■ TASK GOAL: Your answer should consist of each line below that includes the word "floor".

■ INFORMATION:
■ ■ ■ ■ ■ ■ ■

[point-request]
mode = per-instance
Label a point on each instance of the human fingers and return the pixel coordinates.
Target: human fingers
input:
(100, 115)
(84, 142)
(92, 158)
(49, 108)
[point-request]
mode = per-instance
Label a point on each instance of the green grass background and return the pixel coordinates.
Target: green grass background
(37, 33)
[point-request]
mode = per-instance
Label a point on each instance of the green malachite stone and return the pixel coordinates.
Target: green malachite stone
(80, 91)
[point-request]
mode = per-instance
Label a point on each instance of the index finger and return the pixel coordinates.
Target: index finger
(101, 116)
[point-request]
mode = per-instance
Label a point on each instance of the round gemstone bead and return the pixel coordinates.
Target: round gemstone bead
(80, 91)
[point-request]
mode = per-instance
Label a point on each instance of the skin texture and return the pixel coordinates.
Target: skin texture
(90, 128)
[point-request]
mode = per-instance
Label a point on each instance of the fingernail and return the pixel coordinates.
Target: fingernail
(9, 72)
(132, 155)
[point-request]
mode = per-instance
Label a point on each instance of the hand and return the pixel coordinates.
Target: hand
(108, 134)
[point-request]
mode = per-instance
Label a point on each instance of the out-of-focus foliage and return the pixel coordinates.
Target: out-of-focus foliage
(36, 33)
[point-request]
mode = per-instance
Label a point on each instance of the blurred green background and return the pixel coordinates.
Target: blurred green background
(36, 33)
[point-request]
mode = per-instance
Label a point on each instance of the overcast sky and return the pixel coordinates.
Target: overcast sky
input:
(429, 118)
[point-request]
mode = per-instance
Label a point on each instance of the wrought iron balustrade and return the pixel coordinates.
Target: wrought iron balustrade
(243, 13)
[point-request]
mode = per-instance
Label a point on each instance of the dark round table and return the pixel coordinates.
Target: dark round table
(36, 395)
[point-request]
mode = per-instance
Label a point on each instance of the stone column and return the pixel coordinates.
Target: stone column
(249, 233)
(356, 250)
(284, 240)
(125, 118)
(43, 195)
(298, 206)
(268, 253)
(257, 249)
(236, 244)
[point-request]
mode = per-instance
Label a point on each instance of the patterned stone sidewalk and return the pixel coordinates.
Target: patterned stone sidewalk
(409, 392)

■ ■ ■ ■ ■ ■ ■

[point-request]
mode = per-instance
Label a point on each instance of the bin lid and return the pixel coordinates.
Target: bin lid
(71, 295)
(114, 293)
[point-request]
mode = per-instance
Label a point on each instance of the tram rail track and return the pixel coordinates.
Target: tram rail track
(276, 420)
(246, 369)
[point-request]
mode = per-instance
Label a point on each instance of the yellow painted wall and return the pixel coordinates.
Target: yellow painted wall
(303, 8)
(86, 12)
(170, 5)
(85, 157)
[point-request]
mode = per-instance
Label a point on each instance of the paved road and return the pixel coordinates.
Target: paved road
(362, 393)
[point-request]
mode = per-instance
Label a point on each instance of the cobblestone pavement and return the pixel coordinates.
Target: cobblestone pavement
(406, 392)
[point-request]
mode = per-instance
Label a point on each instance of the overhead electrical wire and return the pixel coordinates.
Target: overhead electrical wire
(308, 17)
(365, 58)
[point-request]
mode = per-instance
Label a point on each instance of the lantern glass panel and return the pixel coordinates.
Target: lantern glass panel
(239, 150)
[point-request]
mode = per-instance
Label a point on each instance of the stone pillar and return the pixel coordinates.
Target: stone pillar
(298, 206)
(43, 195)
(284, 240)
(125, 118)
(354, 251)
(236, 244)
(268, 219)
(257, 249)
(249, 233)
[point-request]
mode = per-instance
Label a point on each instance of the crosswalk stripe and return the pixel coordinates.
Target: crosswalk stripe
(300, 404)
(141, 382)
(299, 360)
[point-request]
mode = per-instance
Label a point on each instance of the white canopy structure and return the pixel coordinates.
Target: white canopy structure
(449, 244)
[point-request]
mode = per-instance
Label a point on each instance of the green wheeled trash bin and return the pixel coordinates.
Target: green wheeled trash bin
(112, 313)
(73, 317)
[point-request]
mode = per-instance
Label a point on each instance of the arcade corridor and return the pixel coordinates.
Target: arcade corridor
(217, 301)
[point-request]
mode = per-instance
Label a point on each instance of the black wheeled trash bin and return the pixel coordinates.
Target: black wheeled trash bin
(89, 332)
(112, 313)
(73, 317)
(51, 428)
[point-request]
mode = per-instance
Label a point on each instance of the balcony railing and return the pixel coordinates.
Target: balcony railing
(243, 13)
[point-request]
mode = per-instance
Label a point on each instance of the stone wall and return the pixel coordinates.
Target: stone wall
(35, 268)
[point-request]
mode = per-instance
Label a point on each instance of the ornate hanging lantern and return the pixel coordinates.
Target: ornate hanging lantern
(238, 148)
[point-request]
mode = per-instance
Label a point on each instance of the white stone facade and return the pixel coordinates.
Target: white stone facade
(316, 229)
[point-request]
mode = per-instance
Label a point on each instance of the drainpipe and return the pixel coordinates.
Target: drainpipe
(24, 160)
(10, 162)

■ ■ ■ ■ ■ ■ ■

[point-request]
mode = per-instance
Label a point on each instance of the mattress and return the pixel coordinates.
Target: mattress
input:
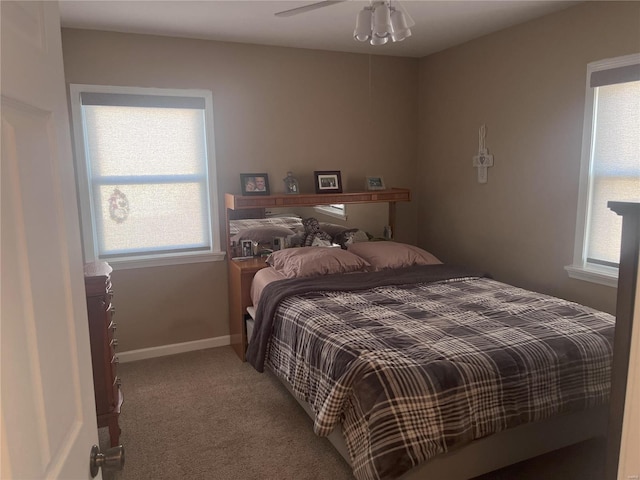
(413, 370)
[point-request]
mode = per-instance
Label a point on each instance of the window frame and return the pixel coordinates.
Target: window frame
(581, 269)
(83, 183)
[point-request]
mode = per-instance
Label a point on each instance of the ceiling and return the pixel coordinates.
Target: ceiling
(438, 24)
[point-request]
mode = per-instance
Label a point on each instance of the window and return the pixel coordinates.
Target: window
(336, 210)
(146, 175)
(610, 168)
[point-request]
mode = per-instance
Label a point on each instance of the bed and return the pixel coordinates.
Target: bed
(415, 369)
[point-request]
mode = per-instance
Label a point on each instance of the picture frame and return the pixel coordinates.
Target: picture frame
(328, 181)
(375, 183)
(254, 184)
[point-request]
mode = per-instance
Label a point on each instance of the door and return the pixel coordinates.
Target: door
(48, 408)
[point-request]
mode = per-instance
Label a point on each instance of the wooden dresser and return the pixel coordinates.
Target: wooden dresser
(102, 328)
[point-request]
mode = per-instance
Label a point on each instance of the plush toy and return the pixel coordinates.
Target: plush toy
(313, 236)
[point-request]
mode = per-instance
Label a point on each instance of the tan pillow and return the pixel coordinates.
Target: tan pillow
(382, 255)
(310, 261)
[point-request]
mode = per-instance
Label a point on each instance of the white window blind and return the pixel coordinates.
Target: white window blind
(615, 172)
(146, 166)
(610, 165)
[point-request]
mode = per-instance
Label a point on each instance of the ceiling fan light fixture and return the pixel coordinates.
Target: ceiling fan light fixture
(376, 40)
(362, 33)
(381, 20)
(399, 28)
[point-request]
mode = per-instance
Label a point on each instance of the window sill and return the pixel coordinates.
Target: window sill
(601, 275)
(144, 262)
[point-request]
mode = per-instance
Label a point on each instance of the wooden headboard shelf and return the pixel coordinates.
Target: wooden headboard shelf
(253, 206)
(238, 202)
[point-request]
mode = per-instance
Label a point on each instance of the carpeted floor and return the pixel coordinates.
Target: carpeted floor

■ ■ ■ ■ ■ ■ ■

■ OUTPUT BELOW:
Label a point on each instance of the carpeted floor and return the pixel coordinates.
Target: carpeted floor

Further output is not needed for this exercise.